Carlo Giuffré: «Verso l’addio ma senza teatro che faccio?»

Il grande attore a 84 anni sta meditando di ritirarsi dopo 64 stagioni in scena. Stasera sarà a Tolmezzo con “Questi fantasmi!” di De Filippo. «Cominciai con lui»

TOLMEZZO. Non è un sì convinto, più un forse dubbioso. «A 84 anni si potrebbe pure smettere, ma senza teatro che faccio?». Quell’«addio alle scene» di Carlo Giuffré si fa leggere. O meglio si fa scrivere. Tra il dirlo e l’abbandonare per davvero . casa - dopo sessantaquattro stagioni non è solo un palcoscenico - ci corre in mezzo una lunga pensata.

«Se mi volto indietro vedo tutto. Non mi pare manchi qualcosa. Sette commedie di Eduardo. A parte Filumena Marturano l’ho onorato a dovere. In un decennio con l’indimenticata compagnia dei Giovani (De Lullo, Falk, Valli, Buazzelli, ndr), mi scritturarono dopo le prime mosse con De Filippo, poco o nulla ci lasciammo sfuggire. Nessun rimpianto, nessun rimorso. Lo amo troppo il teatro per fargli uno sgarbo simile».

Depositiamo il domani da qualche parte e affrontiamo l’oggi. E stasera si salirà a Tolmezzo, al Candoni. Questi fantasmi! vedremo all’aprirsi del sipario. A cura dell’Ert. Se fosse cinematografo diremmo un cult-movie.

- Giuffré, magari è un caso che abbia scelto proprio questa di commedia. Alla fine dei Quaranta lei scappava dall’Accademia per intrufolarsi all’Eliseo. E in cartellone c’era...?

«Eh sì, Eduardo c’era. Con Questi fantasmi!, certo. Vedevo e rivedevo. S’imparava tanto pur stando in platea. La lezione serale, ecco. Finché il maestro mi chiamò. Una piccola parte recitata dietro le quinte. Voleva uno che parlasse bene l’italiano. Essendo io studente dell’Arte Drammatica si supponeva avessi una dizione precisa».

- La chiusa, come si dice in gergo, è perfetta.

«Sa di inizio e di fine coincidenti, in un certo senso. Se trovassi un testo folgorante, mah, potrei ripensarci. Altrimenti... altrimenti vedremo».

- Il Friuli le dice qualcosa in sessant’anni e rotti di pellegrinaggio teatrale?

«Sembra fatto apposta, ma è così. Anni fa a Tolmezzo, guardi. Ricordo un’accoglienza meravigliosa. Con tanto di regalo personalizzato. Un pubblico caldissimo. Insomma, felice di ritornare».

- Qual è il trucco della prosa? Chi la fa vive a lungo. E diciamo Giuffré, Gianrico Tedeschi, ben oltre novanta, Franca Valeri (è del 1920) e tanti altri. Ernesto Calindri recitò novantenne fino all’ultimo respiro...

> [Consegna 1] Trascrivi il tratto dell'intervista compreso tra "- Giuffré, magari" e "in cartellone c’era...?", estremi inclusi.
> [Consegna 2]
Stabilisci se ciascuna affermazione è in accordo con l'intervista, rispondendo sì o no e citando tra virgolette le parole dell'intervista che lo decidono.
(a) Carlo Giuffré ha 84 anni.
(b) Lo spettacolo di stasera si tiene al Candoni di Tolmezzo.
(c) La prima parte che Eduardo affidò a Giuffré era recitata sul palco, davanti al pubblico.
Basati soltanto sull'intervista, senza ricorrere ad altre fonti.

> [Dati archiviati]

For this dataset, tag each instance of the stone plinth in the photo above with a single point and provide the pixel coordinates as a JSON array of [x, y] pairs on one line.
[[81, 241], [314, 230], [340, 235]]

> [Risposta scritta 1]
- Giuffré, magari è un caso che abbia scelto proprio questa di commedia. Alla fine dei Quaranta lei scappava dall’Accademia per intrufolarsi all’Eliseo. E in cartellone c’era...?

> [Risposta scritta 2]
(a) Sì: «Il grande attore a 84 anni sta meditando di ritirarsi».
(b) Sì: «E stasera si salirà a Tolmezzo, al Candoni».
(c) No: «Una piccola parte recitata dietro le quinte».